### What you are asked to do:
Carry on the descriptions of new NBC series below from the point where they stop.

Lincoln  |  Based on the bestselling Bone Collector book series, the drama — a co-production of Sony and Universal TV — stars Russell Hornsby (just off Fox’s canceled Proven Innocent) as Lincoln Rhyme, a criminologist seriously injured in his hunt for a serial killer. Arielle Kebbel plays the young beat cop who helps him hunt the killer while also taking on other high-profile cases. Justified veteran VJ Boyd and Mark Bianculli co-wrote the pilot, based on Jeffrey Deaver’s Bone Collector novels that also spawned a 1999 movie with Denzel Washington and Angelina Jolie.

Perfect Harmony  |  Bradley Whitford stars in a single-camera comedy from Disney’s 20th TV as a former Princeton music professor who unexpectedly stumbles into choir practice at a small-town church. Speechlessveteran Lesley Lake Webster created the series, with Whitford and pilot director Jason Winer among the EPs.

Indebted  |  The lone multi-cam comedy among NBC’s four new half-hours, the Sony-produced series (formerly known as Uninsured) stars Adam Pally and Abby Elliott as parents ready to reclaim now that their kids are growing up. Until his parents (Fran Drescher and Steven Weber) show up at their door, broke, and he feels obligated to take them in. Dan Levy (The Goldbergs) created the show and exec produces with Sony-based Doug Robinson.

The Kenan Show |  Saturday Night Live Emmy winner Kenan Thompson stars as a father to two adorable girls while balancing his job and a father-in-law (Andy Garcia) who helps in the most inappropriate ways. Thompson is expected to continue on at SNL as his new show may be held for a midseason debut. Lorne Michaels and his Universal TV-based Broadway Video exec produces the single-camera comedy from writer Jackie Clarke (Superstore).

Bluff City Law  |  The character-driven legal drama follows an elite Memphis law firm that specializes in controversial landmark civil rights cases. Jimmy Smits (L.A. Law) returns to NBC to star as a legendary lawyer. Caitlin McGee plays his daughter. The Universal TV drama is from writer Dean Georgaris (The Brave) and David Janollari Entertainment. The project had been among the network’s buzziest dramas and is NBC’s first new hourlong order of the upfront season.

Sunnyside  |  The single-camera comedy from supervising producer Mike Schur (The Good Place) revolves around Garrett Shah (Kal Penn), a former New York city councilman, who finds his calling when faced with immigrants in need of his help and in search of the American Dream. Matt Murray (Parks and Recreation) co-wrote the script alongside Penn. The series hails from Universal TV, Schur’s studio-based Fremulon and 3 Arts Entertainment. The comedy is NBC’s first new half-hour order of the season.

Stored data entries
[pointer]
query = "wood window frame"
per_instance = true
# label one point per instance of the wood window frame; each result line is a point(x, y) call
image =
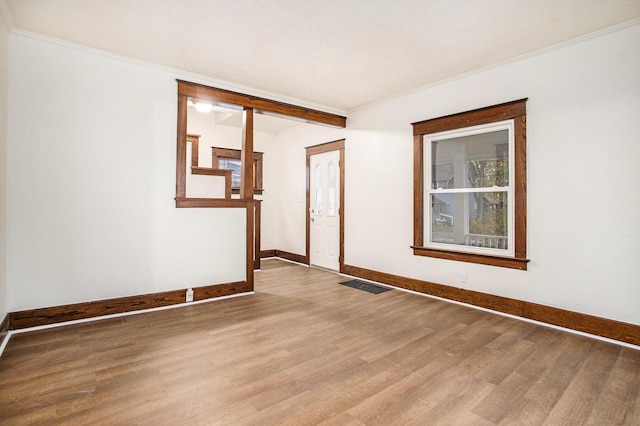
point(516, 111)
point(218, 154)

### Solved exercise:
Law & Order: Hate Crimes  |  Picked up straight to series with a 13-episode order, the SVU spinoff from Dick Wolf is, like The Gilded Age, trapped in time. Sources say the network still plans on moving forward with the drama, whose pilot was eyed as a planted episode of SVU — but it’s unclear if the drama is still on track to air in the 2019-2020 broadcast season.

Council of Dads  |  In the vein of the network’s hit This Is Us, this drama from former Grey’s Anatomyshowrunners Tony Phelan and Joan Rater centers on Scott (Tom Everett Scott), a father of four who’s diagnosed with cancer. He assembles some of his closest allies — best friend Anthony (Clive Standen), AA sponsor Larry (Michael O’Neil) and surgeon Oliver (J. August Richards), who’s also his wife’s (Sarah Wayne Callies) best friend — to be “back-up dads” for every stage of his family’s life. The show is based on a memoir by Bruce Feller. Universal TV produces in association with Jerry Bruckheimer Television and Midwest Livestock Productions.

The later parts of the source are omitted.